- **Task instructions**: Below are some records. Say in a single number how many of their lines include the word "built".

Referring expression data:
▽

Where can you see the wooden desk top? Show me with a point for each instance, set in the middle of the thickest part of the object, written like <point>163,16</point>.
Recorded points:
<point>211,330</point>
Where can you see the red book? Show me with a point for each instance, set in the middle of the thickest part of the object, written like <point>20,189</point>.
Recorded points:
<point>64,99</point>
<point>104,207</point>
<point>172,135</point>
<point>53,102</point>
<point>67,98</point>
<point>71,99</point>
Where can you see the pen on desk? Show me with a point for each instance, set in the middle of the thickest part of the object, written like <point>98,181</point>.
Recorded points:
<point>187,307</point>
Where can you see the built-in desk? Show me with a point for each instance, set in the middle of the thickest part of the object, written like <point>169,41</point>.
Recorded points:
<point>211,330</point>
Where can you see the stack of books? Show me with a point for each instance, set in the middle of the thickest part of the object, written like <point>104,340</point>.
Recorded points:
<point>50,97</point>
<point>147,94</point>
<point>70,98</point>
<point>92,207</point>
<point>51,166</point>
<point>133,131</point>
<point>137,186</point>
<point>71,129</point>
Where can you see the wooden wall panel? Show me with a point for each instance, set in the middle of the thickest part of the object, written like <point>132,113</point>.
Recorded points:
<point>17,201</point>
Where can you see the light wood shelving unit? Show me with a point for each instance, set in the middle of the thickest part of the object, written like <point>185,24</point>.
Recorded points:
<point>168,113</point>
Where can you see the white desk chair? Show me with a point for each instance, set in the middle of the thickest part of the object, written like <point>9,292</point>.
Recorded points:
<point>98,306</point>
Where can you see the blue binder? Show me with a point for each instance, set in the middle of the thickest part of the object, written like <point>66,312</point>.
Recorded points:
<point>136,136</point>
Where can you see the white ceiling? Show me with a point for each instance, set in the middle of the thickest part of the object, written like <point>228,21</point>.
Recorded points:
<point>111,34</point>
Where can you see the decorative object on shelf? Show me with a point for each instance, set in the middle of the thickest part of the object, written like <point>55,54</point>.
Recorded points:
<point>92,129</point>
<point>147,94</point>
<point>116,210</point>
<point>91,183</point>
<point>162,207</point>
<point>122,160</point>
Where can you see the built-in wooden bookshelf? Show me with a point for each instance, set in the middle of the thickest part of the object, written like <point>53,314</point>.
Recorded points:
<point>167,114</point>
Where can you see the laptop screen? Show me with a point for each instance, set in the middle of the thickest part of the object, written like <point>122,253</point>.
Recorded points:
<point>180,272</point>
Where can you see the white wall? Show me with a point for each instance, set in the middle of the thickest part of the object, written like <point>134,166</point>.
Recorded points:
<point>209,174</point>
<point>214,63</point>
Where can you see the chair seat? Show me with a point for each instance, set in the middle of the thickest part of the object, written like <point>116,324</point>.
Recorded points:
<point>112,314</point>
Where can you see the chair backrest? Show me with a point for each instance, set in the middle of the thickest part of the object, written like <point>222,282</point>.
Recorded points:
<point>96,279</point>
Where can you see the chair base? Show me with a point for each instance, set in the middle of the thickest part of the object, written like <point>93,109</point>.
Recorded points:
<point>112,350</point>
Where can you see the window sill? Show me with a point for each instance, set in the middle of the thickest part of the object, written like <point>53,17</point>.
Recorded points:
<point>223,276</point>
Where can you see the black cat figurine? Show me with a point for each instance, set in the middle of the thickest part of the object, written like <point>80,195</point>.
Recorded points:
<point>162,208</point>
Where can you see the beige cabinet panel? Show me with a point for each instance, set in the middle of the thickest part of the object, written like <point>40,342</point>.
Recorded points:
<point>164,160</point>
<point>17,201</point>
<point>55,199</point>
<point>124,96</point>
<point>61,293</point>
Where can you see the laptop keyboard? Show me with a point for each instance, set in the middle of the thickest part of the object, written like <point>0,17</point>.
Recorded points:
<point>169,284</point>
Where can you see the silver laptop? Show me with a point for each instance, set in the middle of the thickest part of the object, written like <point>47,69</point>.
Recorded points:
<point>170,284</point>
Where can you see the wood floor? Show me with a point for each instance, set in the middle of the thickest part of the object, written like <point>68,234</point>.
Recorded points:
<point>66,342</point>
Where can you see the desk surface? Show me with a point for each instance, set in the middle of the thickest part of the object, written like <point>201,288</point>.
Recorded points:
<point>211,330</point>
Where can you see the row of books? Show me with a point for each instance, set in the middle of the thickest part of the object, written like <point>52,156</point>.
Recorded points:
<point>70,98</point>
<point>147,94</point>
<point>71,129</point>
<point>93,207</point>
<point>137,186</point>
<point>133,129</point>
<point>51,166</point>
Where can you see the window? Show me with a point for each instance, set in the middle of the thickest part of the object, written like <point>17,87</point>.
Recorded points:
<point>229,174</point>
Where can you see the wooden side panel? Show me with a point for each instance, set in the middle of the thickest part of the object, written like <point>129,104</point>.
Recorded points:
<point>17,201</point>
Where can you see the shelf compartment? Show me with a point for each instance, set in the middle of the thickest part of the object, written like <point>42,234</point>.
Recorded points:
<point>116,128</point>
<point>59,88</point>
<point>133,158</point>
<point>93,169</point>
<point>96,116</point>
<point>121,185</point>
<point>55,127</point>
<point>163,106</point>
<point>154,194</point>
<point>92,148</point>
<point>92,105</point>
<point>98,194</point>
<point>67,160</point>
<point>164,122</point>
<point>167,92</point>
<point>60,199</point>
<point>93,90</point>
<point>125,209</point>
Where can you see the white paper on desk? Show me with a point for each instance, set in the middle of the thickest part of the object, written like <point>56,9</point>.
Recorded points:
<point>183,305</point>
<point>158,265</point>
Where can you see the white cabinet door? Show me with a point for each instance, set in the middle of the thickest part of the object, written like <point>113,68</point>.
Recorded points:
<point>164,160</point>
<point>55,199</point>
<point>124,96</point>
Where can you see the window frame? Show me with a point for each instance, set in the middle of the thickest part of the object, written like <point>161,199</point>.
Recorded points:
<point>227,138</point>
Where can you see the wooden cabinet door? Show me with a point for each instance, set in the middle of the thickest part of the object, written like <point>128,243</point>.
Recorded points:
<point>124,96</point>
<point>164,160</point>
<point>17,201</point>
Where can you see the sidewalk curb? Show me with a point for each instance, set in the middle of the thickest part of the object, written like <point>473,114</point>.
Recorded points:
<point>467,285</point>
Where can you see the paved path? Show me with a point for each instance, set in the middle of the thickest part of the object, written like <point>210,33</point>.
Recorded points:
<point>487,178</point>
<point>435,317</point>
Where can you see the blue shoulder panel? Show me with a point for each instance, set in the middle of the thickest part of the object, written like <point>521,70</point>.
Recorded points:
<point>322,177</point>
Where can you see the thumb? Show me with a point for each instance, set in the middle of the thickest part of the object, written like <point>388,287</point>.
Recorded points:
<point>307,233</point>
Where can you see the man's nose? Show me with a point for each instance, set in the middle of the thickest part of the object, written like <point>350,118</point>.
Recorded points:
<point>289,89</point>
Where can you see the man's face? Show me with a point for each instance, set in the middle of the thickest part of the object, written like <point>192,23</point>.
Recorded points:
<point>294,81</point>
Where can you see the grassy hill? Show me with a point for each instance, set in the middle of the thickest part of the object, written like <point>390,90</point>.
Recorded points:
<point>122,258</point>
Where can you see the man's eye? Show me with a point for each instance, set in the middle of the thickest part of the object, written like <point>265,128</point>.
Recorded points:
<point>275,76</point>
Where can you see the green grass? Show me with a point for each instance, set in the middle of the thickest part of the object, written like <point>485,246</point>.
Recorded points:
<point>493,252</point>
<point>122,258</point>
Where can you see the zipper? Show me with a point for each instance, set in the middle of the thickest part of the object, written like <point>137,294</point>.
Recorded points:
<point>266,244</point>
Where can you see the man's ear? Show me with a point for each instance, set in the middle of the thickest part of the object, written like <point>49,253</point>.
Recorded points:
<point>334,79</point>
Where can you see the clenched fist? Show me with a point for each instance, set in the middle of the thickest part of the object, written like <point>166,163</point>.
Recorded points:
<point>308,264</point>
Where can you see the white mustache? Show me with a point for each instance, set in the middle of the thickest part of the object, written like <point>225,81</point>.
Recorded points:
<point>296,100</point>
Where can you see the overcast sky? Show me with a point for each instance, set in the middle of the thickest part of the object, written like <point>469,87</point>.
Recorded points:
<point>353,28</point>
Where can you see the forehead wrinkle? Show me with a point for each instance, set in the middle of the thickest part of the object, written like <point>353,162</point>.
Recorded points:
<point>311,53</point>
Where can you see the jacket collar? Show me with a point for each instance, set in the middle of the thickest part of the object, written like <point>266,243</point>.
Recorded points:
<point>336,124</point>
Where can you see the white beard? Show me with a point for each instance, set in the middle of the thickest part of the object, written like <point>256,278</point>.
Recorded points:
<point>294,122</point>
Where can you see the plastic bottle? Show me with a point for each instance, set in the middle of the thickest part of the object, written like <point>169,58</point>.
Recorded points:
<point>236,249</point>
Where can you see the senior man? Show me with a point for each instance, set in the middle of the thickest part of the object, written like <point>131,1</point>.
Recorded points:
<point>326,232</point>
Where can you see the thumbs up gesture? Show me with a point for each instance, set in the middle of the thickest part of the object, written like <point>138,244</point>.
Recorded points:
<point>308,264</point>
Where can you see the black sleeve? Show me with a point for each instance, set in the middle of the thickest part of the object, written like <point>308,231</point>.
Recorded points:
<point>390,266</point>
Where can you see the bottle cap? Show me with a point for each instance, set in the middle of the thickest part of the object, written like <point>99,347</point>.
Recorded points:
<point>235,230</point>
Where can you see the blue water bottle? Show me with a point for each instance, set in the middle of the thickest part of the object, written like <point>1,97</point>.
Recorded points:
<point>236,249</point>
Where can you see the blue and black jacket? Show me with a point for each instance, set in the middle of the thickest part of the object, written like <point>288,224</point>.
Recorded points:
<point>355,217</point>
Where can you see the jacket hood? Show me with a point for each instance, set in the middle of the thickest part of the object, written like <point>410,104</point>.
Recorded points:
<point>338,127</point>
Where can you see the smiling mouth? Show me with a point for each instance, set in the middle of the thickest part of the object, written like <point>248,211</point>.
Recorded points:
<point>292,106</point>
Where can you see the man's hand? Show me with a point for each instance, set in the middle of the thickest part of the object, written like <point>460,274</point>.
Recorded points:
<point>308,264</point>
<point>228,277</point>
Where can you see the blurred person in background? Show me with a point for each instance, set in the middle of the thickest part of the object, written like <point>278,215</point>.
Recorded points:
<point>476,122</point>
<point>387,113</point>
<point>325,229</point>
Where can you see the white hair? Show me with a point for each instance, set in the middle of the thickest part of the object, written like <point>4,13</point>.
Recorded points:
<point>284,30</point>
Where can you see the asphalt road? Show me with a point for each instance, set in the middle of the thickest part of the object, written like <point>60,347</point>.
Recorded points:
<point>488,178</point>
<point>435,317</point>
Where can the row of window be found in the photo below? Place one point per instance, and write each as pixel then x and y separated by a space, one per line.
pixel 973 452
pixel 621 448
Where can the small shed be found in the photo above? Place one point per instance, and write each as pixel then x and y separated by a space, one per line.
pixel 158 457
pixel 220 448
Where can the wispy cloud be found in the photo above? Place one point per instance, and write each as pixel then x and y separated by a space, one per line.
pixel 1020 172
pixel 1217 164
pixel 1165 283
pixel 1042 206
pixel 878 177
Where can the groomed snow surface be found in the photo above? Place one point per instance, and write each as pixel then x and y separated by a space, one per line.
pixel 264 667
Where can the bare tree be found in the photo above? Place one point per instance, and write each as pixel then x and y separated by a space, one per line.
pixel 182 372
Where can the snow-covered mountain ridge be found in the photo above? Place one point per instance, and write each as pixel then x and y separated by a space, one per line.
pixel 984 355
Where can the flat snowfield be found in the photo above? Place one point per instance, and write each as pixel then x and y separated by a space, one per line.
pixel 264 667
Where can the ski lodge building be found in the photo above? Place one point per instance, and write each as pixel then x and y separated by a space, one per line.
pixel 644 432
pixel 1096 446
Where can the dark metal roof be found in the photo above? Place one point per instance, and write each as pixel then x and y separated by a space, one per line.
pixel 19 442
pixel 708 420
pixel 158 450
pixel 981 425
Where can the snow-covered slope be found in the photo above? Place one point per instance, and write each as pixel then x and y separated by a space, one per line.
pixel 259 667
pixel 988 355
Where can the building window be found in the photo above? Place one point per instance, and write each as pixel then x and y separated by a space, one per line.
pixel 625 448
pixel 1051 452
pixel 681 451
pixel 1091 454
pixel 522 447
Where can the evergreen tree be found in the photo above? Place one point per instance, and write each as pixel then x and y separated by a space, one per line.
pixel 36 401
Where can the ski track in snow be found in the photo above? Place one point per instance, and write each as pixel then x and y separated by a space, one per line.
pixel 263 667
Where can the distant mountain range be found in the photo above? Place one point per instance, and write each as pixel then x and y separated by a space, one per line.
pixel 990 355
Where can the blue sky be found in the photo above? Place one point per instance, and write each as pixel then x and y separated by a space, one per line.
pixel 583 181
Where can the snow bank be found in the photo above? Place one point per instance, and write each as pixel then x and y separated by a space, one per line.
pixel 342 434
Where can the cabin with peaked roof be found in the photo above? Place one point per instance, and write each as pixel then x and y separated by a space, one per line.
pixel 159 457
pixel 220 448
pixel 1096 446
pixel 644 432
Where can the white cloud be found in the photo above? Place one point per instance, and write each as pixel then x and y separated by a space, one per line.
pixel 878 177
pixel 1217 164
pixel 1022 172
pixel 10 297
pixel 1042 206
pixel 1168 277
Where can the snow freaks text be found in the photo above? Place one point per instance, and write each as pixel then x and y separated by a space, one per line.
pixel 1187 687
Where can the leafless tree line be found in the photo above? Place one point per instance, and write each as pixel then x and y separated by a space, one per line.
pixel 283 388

△

- **Result**: 2